§ DATA SUPPLIED
|---|

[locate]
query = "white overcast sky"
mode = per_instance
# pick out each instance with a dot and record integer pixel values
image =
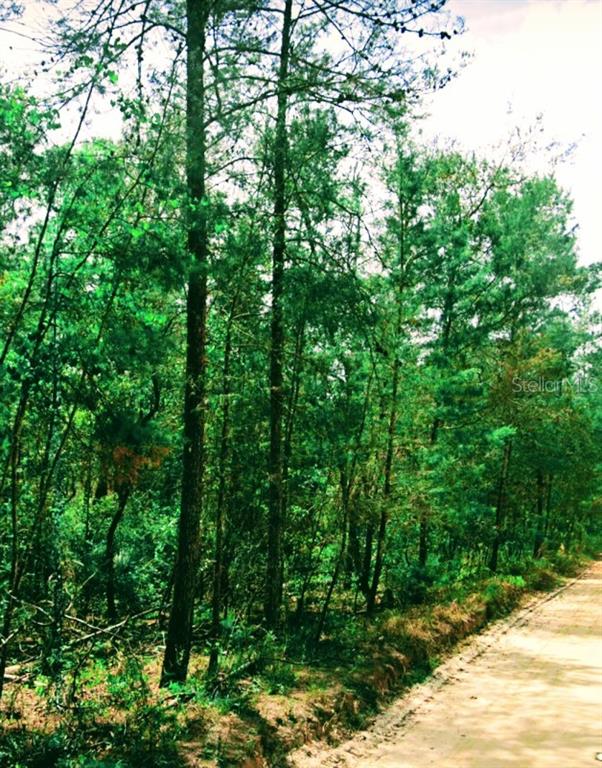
(537, 57)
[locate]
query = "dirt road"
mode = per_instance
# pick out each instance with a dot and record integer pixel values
(526, 693)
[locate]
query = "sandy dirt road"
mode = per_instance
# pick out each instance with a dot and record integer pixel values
(526, 693)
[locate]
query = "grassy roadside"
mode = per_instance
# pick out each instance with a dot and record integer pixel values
(112, 715)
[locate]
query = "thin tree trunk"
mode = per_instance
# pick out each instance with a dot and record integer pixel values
(216, 597)
(273, 581)
(388, 473)
(122, 499)
(500, 508)
(540, 522)
(179, 632)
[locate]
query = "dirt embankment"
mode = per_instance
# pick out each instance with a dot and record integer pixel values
(526, 693)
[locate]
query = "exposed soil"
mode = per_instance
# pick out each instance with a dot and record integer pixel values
(525, 693)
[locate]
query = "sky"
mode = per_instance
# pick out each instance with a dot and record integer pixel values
(533, 58)
(530, 59)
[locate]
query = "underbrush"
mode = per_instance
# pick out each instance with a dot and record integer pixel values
(268, 697)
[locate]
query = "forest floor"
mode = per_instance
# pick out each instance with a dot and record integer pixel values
(525, 693)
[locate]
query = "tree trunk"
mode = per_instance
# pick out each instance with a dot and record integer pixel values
(500, 508)
(216, 597)
(273, 581)
(388, 473)
(540, 523)
(177, 648)
(122, 498)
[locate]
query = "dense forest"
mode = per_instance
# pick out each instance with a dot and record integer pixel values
(272, 368)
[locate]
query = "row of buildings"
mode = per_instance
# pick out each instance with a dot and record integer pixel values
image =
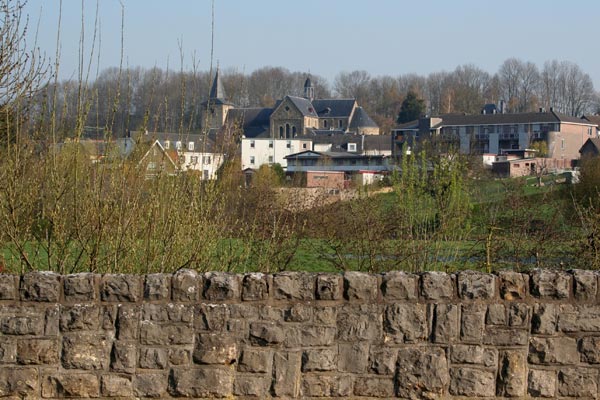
(331, 141)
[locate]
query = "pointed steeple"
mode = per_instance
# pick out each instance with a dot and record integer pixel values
(217, 91)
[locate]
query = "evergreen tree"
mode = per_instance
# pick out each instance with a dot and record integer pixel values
(412, 108)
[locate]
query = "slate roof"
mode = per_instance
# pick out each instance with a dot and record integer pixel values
(334, 108)
(361, 119)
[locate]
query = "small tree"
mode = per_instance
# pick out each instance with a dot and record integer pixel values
(412, 108)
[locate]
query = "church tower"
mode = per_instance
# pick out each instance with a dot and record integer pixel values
(309, 90)
(214, 111)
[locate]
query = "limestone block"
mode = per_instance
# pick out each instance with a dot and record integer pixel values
(185, 285)
(255, 287)
(437, 286)
(406, 322)
(578, 382)
(221, 286)
(157, 287)
(513, 285)
(214, 348)
(40, 286)
(399, 286)
(471, 382)
(541, 383)
(422, 372)
(319, 360)
(476, 285)
(120, 288)
(71, 385)
(329, 287)
(294, 286)
(549, 284)
(360, 286)
(548, 351)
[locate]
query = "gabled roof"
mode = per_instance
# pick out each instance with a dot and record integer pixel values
(334, 108)
(361, 119)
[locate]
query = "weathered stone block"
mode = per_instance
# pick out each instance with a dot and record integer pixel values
(382, 361)
(474, 285)
(584, 318)
(422, 372)
(255, 287)
(70, 385)
(8, 287)
(518, 315)
(87, 351)
(80, 287)
(116, 386)
(153, 334)
(437, 286)
(266, 333)
(150, 384)
(561, 350)
(359, 286)
(37, 351)
(316, 385)
(319, 360)
(406, 322)
(298, 313)
(123, 357)
(153, 358)
(360, 322)
(221, 286)
(294, 286)
(251, 386)
(128, 325)
(353, 357)
(541, 383)
(499, 336)
(214, 348)
(374, 387)
(19, 382)
(590, 349)
(513, 285)
(472, 382)
(80, 317)
(120, 288)
(548, 284)
(472, 322)
(157, 287)
(256, 360)
(445, 326)
(473, 354)
(185, 285)
(329, 287)
(512, 374)
(399, 286)
(586, 284)
(310, 336)
(40, 286)
(578, 382)
(286, 374)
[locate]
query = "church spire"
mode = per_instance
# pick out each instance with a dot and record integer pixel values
(217, 91)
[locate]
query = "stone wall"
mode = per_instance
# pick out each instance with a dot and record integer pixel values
(295, 335)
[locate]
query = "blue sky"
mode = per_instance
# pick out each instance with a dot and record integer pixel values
(383, 37)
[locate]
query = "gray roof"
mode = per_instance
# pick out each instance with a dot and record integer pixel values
(334, 108)
(361, 119)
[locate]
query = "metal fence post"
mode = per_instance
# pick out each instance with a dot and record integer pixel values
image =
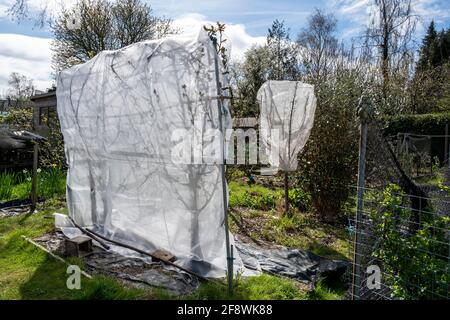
(229, 248)
(446, 147)
(364, 111)
(34, 177)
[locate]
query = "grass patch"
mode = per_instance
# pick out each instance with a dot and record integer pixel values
(253, 196)
(263, 287)
(17, 186)
(28, 272)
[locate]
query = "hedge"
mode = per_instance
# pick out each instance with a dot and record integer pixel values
(426, 124)
(429, 124)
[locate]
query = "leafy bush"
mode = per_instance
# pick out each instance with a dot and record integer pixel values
(17, 186)
(431, 123)
(300, 199)
(328, 164)
(52, 181)
(414, 262)
(255, 197)
(7, 181)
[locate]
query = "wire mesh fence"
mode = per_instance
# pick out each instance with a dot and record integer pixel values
(421, 155)
(401, 245)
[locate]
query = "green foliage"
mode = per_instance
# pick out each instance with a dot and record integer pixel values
(7, 181)
(29, 273)
(51, 183)
(263, 287)
(328, 163)
(256, 197)
(19, 118)
(300, 199)
(431, 123)
(414, 262)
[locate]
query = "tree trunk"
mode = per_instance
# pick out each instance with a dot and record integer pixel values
(286, 194)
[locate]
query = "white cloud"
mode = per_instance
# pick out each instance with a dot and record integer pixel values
(30, 56)
(240, 40)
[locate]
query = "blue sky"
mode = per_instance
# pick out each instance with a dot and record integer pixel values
(26, 49)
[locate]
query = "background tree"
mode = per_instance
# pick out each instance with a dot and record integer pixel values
(283, 53)
(429, 90)
(247, 77)
(319, 44)
(95, 25)
(21, 88)
(389, 34)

|---|

§ TASK STATEMENT
How many lines in the entries above include the string "roof"? Answer with the number only.

§ RESULT OF THE TASK
3